Records from a dataset
=====
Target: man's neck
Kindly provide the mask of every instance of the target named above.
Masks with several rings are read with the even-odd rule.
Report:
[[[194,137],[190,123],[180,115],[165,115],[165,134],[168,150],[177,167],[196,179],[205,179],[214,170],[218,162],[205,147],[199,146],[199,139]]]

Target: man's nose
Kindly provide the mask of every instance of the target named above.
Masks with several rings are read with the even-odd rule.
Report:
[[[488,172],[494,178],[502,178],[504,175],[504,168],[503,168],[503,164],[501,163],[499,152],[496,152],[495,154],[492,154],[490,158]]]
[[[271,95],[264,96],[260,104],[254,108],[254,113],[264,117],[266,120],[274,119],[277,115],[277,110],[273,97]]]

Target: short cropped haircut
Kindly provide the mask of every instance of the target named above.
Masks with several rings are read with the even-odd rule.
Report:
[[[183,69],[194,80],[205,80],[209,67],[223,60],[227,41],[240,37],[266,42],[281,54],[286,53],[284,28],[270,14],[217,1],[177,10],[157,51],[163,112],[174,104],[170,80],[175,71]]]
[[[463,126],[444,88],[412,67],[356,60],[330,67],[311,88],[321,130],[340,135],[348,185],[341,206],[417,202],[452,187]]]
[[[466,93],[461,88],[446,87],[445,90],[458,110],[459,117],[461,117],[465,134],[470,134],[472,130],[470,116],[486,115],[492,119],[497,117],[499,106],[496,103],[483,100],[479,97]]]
=====
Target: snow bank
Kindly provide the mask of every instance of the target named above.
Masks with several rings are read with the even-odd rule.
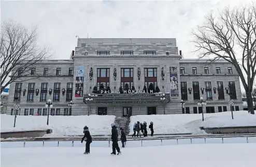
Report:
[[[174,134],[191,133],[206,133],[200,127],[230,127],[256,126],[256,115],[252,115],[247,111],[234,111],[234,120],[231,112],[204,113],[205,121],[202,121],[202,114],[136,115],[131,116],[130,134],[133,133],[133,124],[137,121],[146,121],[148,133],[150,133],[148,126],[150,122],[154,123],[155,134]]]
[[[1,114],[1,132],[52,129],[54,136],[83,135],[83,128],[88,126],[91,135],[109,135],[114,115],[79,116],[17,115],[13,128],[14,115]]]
=====
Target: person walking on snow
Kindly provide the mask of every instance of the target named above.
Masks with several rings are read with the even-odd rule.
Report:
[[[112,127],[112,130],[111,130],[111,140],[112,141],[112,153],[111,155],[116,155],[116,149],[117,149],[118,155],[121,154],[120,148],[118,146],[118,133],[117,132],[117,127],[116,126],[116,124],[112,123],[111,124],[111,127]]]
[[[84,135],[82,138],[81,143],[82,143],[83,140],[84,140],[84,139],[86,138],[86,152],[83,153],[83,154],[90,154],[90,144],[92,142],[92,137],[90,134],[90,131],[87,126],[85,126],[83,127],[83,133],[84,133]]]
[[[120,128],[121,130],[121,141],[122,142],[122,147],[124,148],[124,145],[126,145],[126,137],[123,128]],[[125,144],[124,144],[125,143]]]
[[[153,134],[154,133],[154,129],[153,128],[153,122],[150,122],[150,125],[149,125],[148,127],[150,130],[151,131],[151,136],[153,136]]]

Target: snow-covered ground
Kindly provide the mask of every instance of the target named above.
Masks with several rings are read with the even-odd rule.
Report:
=====
*Task brief*. Pull out each line of the records above that contains the string "snow", and copy those lines. Uppercase and lowercase letters must match.

*The answer*.
Target: snow bank
Target: person walking on snow
Target: snow-covered ground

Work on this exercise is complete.